# [What you should do]
Could you continue the observing-night account about the stalled Bayside-X stage, picking up after its last sentence?

# [Document]
::::
Tonight was Alycia’s first night. I told Emily it would be more relaxed than last night with all Jayne’s weird rotations because Alycia’s observations are more in MagAO’s wheelhouse — Alycia is searching for faint companions; keeping the rotator off for ADI mode; and is a Clio and general observational expert. But… hah.

So on the first Pre-set of the night, the Bayside-X stage decided to not work. There are 3 “Bayside” stages — they are the motors that move the AO system around so that the star is always on the tip of the pyramid WFS even when the star needs to be nodded around the detector on Clio for sky subtraction. We have replaced the X and Y stages with higher-power versions after we had observers who wanted to keep the rotator on and tracking, which caused the stages to overheat and fail. So I wonder if it’s a coincidence that we spent all last night with the rotator on, putting weight on the X-stage, and then tonight the X-stage refused to move…

Laird and Jared are now on pseudo-day schedules (see Alex’s great MagAO-X post about the unpacking today!) but this happened at the start of the night so Laird was still at the summit and Jared was down in the clean room with MagAO-X but he came up to help post-mortem. Laird went out to the platform with a walkie-talkie and we did the usual dance of moving the motors from the control room and Laird telling us what he saw or heard in the Nas. The current would spike but the motor wouldn’t move. Small movements and homing didn’t work; eventually we power-cycled them and in the end the X-stage did start responding again.
::::
# [Data provided]
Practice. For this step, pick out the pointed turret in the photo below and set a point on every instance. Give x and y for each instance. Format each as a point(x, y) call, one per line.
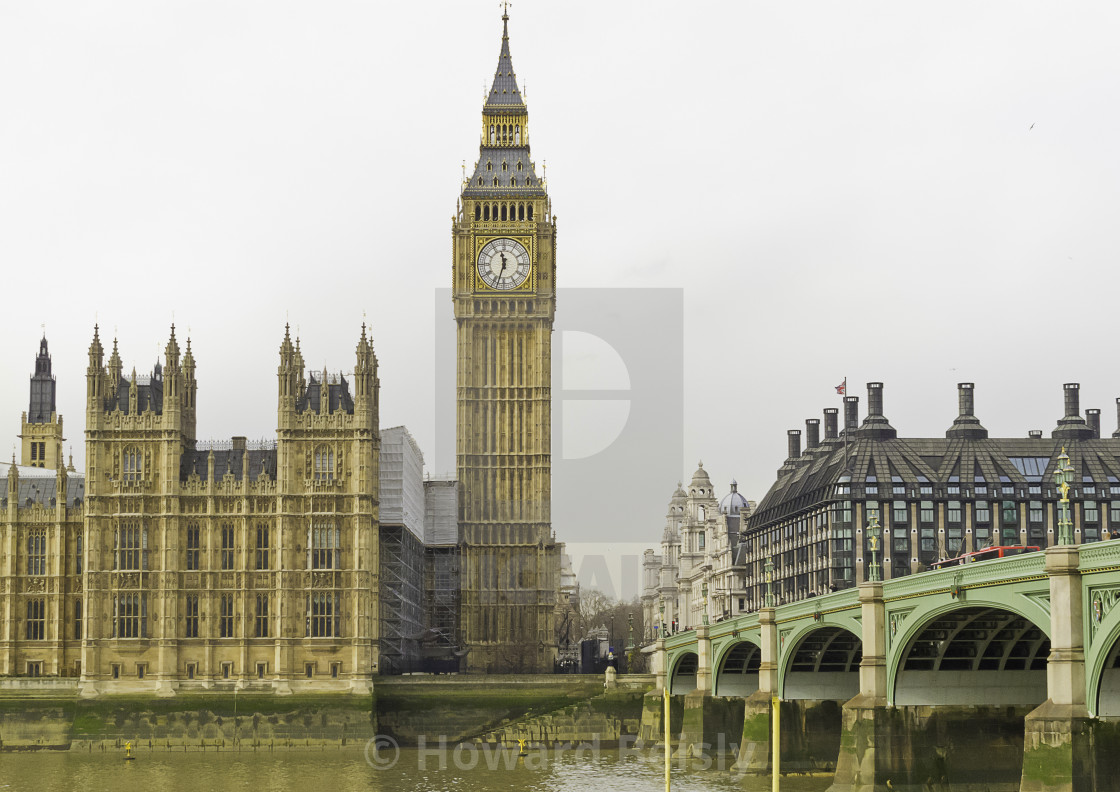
::::
# [Exercise response]
WFS hardware GUI, on the Bayside Stages tab. Each stage can be moved manually here, and the position is reported in mm and current in amps. The Bayside X and Y stages nod in Y and X on Clio, respectively, and the Bayside Z stage moves the W-unit towards or away from Clio, effectively producing a focus movement for Clio. Amali edited the code to enable “Control always active” on the X-stage after a nod rather than “Stage” (brakes). [Image description: A GUI on a Linux computer with status and function boxes and buttons.]

But Laird heard a noise that made him think there was some friction affecting the motion of the X-stage. Since the stage worked normally after the power-cycle, we started thinking about all the work we have done on the Baysides over the years. Originally we used the setting “Control always active” as that would position them precisely to the micron. But this was thought to contribute to the over-heating problem when we had high currents at strange rotator angles with all the weight of the instrument on the Y-stage. So we swapped the original out for the higher-power version, but we also started applying the brakes and turning off the active control after each move (“Stage” check box). But now we are thinking… maybe the brakes themselves are starting to fail, and the friction was the X-stage rubbing along its own brake. So tonight, Amali went into the code and reverted the procedure for the X-stage to now enable “Control always active” rather than enabling “Stage” (applying the brakes) after each move. And all stages worked perfectly for the rest of the night.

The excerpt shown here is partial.